# Sayfa alıntısı:
-.-.-
Türk Medeni Kanunu’nun 2. maddesi uyarınca “herkes, haklarını kullanırken ve borçlarını yerine getirirken dürüstlük kurallarına uymak zorundadır. Bir hakkın açıkça kötüye kullanılmasını hukuk düzeni korumaz.” Objektif iyiniyet olarak da tanımlanan ve dürüstlük kuralını düzenleyen madde, bütün hakların kullanılmasında dürüstlük kuralı çerçevesinde hareket edileceğini ve bir kimsenin başkasını zararlandırmak ya da güç duruma sokmak amacıyla haklarını kötüye kullanılmasını yasanın korumayacağını belirtmiştir. Bu nedenle iş ilişkisinde de fesih hakkını kullanan tarafın bu kurala dikkat etmesi gerekir. Kaldı ki 6098 sayılı Türk Borçlar Kanunu’nun fesih hakkını düzenleyen 435. maddesinde bu kuraldan açıkça söz etmektedir. Diğer taraftan 4857 sayılı İş Kanunu’nun 23. Maddesinde açıkça “Süresi belirli olan veya olmayan sürekli iş sözleşmesi ile bir işverenin işine girmiş olan işçinin, sözleşme süresinin bitmesinden önce yahut bildirim süresine uymaksızın işini bırakıp başka bir işverenin işine girer ve bu nedenle iş sözleşmesini feshederse doğrudan, yeni işverenin de bazı koşullarda işçi ile birlikte sorumlu olacağı” açıkça düzenlenmiştir. Somut uyuşmazlıkta davacı işçi yasal koşullara sahip olmasına rağmen, önce iş bulmuş ve sözleşme imzalamış, daha sonra ise iş sözleşmesini yaş hariç emeklilik koşullarını taşıdığı gerekçesi ile feshetmiştir. Davacı işçi Medeni Kanunu’nun 2. Maddesi ve 4857 sayılı İş Kanunu’nun 23. Maddesi düzenlemesi karşısında fesih hakkını dürüstlük kuralına uygun kullanmamıştır. Davacının iş akdini yeni bir iş bulup, iş sözleşmesi imzalaması üzerine sona erdirdiği açıktır. Hakkın kötüye kullanımını hukuk korumamalıdır. Bu nedenle davacının kıdem tazminatı isteğinin reddi yerine yazılı gerekçe ile kabulü hatalıdır.
-.-.-
(Sınırlayıcı kutu etiketleme kayıtları)
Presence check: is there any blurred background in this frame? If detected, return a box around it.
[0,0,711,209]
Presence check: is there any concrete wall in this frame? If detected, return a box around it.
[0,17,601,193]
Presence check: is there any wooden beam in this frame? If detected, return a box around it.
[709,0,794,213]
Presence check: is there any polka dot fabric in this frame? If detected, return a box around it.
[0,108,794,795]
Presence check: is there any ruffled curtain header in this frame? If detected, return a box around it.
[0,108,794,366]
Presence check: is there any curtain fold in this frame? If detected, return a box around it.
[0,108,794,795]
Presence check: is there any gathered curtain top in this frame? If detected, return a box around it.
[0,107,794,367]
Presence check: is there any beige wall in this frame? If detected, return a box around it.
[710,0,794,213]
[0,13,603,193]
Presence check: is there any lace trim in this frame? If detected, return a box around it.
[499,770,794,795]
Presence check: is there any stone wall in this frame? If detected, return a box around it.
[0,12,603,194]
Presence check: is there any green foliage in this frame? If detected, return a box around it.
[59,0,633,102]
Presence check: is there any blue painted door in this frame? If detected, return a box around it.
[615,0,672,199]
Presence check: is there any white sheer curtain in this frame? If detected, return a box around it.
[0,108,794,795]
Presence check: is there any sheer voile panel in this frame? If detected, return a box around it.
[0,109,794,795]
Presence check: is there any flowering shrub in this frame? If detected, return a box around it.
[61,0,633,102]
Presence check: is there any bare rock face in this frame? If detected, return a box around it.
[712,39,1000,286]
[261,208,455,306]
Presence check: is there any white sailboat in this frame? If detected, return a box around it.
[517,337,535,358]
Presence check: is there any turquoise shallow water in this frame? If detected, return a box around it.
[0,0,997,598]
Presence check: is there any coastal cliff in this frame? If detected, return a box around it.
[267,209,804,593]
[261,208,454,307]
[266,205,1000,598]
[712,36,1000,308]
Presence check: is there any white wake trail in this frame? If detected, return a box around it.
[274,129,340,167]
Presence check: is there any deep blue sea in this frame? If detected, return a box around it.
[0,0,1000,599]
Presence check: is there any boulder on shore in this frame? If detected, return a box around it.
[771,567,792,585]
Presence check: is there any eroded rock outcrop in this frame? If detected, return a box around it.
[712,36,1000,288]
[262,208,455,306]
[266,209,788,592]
-.-.-
# Çalışmanın amacı:
Fesih hakkının dürüstlük kuralına uygun kullanılmasını ele alan metni son cümlesinden sonra sürdürün.

# Yanıt:
SONUÇ: Temyiz olunan kararın yukarıda yazılı sebepten BOZULMASINA, peşin alınan temyiz harcının istek halinde ilgiliye iadesine, 04/03/2015 gününde oybirliğiyle karar verildi.

Yargıtay konuyu tetkik ettiğinde ”Hakkın kötüye kullanımını hukuk korumamalıdır” yola çıkarak son noktayı koymuştur.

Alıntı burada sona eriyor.